#### Activity
Repeat verbatim the portion of the article on Arizona's deepfake law below, everything from "Source: The Guardian" down to "debunk AI-generated misinformation.".

#### Page text
::::

As amusing as the headline for this is, Kolodin's bill is not the usual daft nonsense that Republicans usually propose. And since it wasn't it passed both chambers of the Arizona Legislature. Kolodin hopes his bill will become a model for other states because he has worried that well-intentioned efforts to regulate AI in elections could trample on speech rights.
Source: The Guardian
An Arizona state representative behind a new law that regulates deepfakes in elections used an artificial intelligence chatbot, ChatGPT, to write part of the law – specifically, the part that defines what a deepfake is.
Republican Alexander Kolodin’s bill, which passed unanimously in both chambers and was signed by the Democratic governor this week, will allow candidates in Arizona or residents to ask a judge to declare whether a supposed deepfake is real or not, giving candidates a way to debunk AI-generated misinformation.
Kolodin said he used the chatbot ChatGPT to help define what “digital impersonation” is for the bill in part because it was a fun way to demonstrate the technology. He provided a screenshot of ChatGPT’s response to the question of what a deepfake is, which is similar to language that is included in the bill’s definition.
“I am by no means a computer scientist,” Kolodin said. “And so when I was trying to write the technical portion of it, in terms of what sort of technological processing makes something a deepfake, I was kind of struggling with the terminology. So I thought to myself, well, let me just ask the subject matter expert. And so I asked ChatGPT to write a definition of what was a deepfake.”

::::

#### Record extracts
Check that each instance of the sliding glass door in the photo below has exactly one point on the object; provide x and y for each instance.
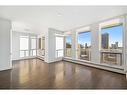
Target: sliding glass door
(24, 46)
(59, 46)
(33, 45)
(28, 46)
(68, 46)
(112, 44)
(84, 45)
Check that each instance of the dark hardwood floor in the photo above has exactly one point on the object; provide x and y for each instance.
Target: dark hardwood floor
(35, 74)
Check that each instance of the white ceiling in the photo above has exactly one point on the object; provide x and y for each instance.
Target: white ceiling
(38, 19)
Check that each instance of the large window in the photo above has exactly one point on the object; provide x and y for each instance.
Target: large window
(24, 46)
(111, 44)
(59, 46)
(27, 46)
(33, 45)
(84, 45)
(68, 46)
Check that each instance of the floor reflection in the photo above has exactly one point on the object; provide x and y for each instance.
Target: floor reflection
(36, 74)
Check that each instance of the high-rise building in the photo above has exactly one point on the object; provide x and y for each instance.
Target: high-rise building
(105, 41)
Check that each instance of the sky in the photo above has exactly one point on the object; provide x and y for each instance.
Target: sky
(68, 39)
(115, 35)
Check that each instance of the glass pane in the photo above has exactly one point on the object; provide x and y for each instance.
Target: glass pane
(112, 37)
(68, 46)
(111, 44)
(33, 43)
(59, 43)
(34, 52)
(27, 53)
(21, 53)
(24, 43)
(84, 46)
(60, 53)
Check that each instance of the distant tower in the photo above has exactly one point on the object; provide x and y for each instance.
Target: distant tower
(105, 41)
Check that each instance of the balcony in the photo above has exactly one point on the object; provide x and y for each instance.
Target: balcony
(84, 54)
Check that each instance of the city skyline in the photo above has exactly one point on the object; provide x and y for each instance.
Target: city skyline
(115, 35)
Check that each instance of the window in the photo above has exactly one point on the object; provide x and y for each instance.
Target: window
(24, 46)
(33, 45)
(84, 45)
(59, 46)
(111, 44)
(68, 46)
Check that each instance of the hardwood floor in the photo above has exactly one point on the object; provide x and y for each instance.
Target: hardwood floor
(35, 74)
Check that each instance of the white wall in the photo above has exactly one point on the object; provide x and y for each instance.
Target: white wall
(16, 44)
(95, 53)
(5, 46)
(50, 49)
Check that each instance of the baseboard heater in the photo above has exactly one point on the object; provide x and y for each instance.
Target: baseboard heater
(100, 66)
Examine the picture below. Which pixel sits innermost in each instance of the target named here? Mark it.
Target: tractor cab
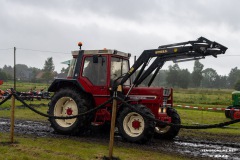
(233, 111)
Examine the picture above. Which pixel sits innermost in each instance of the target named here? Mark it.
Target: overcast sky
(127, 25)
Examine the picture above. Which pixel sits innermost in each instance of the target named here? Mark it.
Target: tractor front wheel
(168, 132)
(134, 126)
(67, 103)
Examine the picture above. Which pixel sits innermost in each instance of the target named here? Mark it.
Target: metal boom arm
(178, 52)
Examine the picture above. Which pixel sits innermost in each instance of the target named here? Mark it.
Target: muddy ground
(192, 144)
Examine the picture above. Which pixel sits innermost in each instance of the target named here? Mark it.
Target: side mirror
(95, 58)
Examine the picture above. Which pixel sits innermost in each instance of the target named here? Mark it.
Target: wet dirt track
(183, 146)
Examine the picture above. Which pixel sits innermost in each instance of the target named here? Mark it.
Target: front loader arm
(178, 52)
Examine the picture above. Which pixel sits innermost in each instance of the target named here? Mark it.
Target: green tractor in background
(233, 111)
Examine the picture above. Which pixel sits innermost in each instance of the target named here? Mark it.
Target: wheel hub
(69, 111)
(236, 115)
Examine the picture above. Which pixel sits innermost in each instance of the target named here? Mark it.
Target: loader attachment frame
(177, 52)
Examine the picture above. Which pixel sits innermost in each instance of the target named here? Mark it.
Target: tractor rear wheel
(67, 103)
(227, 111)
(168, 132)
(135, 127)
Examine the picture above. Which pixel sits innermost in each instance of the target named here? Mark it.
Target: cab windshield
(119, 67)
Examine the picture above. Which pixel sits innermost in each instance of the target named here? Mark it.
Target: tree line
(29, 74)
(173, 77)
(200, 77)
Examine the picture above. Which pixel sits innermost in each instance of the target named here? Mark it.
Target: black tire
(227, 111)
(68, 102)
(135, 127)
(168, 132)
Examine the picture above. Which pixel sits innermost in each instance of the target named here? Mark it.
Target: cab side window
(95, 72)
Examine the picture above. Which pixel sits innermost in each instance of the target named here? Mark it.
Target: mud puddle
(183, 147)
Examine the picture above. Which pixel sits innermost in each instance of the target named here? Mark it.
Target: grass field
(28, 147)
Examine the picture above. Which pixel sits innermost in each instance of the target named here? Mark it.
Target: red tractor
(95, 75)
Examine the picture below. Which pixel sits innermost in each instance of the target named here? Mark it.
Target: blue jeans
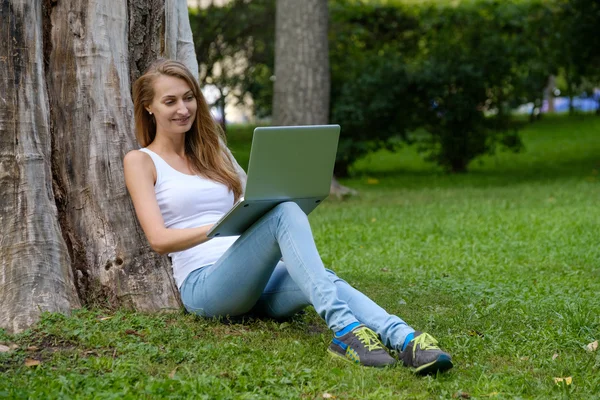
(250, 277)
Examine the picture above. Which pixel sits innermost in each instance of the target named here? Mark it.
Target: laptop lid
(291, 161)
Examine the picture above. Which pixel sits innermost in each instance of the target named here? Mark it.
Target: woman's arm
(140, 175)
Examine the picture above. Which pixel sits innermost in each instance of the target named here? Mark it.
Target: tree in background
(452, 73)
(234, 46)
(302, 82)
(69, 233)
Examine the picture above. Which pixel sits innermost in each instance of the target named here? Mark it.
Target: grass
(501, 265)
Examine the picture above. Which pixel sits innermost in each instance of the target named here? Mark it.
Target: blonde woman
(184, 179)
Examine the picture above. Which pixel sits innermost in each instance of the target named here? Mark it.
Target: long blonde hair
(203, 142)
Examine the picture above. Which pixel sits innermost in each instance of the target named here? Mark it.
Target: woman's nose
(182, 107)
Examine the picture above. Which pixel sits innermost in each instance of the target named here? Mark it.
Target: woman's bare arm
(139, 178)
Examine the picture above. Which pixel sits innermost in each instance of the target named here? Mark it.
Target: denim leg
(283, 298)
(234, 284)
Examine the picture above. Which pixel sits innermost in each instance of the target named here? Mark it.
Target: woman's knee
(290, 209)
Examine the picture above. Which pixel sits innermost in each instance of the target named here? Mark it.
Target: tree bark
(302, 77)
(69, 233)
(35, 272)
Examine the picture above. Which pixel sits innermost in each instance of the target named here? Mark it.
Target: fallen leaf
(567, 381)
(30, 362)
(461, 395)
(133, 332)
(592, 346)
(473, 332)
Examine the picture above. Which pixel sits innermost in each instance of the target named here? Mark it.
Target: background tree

::::

#### Written answer
Source: The Guardian
An Arizona state representative behind a new law that regulates deepfakes in elections used an artificial intelligence chatbot, ChatGPT, to write part of the law – specifically, the part that defines what a deepfake is.
Republican Alexander Kolodin’s bill, which passed unanimously in both chambers and was signed by the Democratic governor this week, will allow candidates in Arizona or residents to ask a judge to declare whether a supposed deepfake is real or not, giving candidates a way to debunk AI-generated misinformation.